Page history last edited by PBworks 14 years, 5 months ago

1. Love The One You Are With by Emily Giffin

 

 

This is the story of Ellen, whom is a 30ish year old photographer living in NYC with her loving, smart, handsome, and wealthy husband.   One day she runs into her most significant ex boyfriend on the street and begins to wonder about him, their breakup, etc.  Her and her ex start communicating again and she finds herself falling for him, despite the fact that she is married.  After Ellen moves to Atlanta to be with her husband and her family she misses NY and her ex and takes a trip back there to figure out her true feelings about everything.  She finally decides she is happy with her husband and decides not to stay with her ex.

Entries shown:
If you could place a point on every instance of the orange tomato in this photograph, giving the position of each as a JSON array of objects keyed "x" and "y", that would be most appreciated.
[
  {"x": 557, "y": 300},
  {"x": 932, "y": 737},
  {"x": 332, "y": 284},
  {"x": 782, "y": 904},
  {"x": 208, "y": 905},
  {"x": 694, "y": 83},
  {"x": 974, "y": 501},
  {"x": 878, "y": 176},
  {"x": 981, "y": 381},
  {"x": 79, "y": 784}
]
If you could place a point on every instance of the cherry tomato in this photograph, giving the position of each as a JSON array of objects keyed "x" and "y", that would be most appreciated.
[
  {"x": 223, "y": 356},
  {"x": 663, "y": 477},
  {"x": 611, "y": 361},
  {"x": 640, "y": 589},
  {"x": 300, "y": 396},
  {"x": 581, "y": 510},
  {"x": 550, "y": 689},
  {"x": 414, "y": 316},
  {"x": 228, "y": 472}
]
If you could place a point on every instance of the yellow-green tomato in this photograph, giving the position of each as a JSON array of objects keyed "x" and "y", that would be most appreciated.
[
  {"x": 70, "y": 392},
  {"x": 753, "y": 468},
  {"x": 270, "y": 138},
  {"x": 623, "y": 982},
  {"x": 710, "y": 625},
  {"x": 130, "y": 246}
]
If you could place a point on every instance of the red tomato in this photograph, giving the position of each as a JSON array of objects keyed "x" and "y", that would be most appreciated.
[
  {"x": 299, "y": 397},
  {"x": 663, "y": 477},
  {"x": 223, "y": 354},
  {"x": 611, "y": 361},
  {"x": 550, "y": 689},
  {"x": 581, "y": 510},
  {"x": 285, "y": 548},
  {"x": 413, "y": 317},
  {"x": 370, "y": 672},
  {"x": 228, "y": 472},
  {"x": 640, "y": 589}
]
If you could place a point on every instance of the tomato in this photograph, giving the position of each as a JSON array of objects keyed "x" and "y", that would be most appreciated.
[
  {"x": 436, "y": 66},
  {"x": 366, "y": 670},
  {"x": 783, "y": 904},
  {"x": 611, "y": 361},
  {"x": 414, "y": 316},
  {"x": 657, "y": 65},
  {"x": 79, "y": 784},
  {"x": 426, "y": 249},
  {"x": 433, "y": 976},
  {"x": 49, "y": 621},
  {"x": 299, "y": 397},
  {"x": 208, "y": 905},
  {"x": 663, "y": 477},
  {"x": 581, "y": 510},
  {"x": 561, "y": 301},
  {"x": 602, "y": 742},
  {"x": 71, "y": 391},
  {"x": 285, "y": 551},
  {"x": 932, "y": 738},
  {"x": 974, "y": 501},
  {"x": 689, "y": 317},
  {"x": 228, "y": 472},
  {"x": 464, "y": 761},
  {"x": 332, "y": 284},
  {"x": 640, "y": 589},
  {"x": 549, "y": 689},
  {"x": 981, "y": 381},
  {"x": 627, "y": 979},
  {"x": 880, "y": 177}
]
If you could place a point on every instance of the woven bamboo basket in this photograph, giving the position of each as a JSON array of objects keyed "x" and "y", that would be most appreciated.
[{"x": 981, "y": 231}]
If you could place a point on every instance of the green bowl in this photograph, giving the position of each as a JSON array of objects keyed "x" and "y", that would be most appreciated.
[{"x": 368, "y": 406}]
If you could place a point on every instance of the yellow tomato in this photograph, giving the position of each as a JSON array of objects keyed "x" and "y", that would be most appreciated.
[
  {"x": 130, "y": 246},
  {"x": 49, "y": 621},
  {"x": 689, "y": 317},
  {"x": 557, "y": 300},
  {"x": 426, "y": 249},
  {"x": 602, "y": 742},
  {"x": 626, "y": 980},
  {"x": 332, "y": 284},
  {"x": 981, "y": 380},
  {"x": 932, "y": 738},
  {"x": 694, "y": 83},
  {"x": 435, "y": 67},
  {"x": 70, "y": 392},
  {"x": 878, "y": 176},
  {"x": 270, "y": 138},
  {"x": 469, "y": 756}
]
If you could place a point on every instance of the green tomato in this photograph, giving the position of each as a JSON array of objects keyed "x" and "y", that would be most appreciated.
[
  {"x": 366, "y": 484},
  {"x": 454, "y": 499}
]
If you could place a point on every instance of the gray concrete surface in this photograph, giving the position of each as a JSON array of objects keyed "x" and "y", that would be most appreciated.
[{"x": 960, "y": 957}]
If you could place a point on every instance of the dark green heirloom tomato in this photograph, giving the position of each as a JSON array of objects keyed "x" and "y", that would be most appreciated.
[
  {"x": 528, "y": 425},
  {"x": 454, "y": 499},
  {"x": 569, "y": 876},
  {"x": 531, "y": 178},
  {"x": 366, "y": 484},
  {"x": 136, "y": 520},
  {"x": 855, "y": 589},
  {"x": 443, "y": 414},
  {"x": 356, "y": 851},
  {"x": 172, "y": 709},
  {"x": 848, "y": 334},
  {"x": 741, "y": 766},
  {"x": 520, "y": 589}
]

Tasks and exercises:
1. In the book summary, where does Ellen move to be with her husband and her family?
2. List every adjective the book summary uses to describe Ellen's husband.

Task answers:
1. Atlanta

2. loving, smart, handsome, wealthy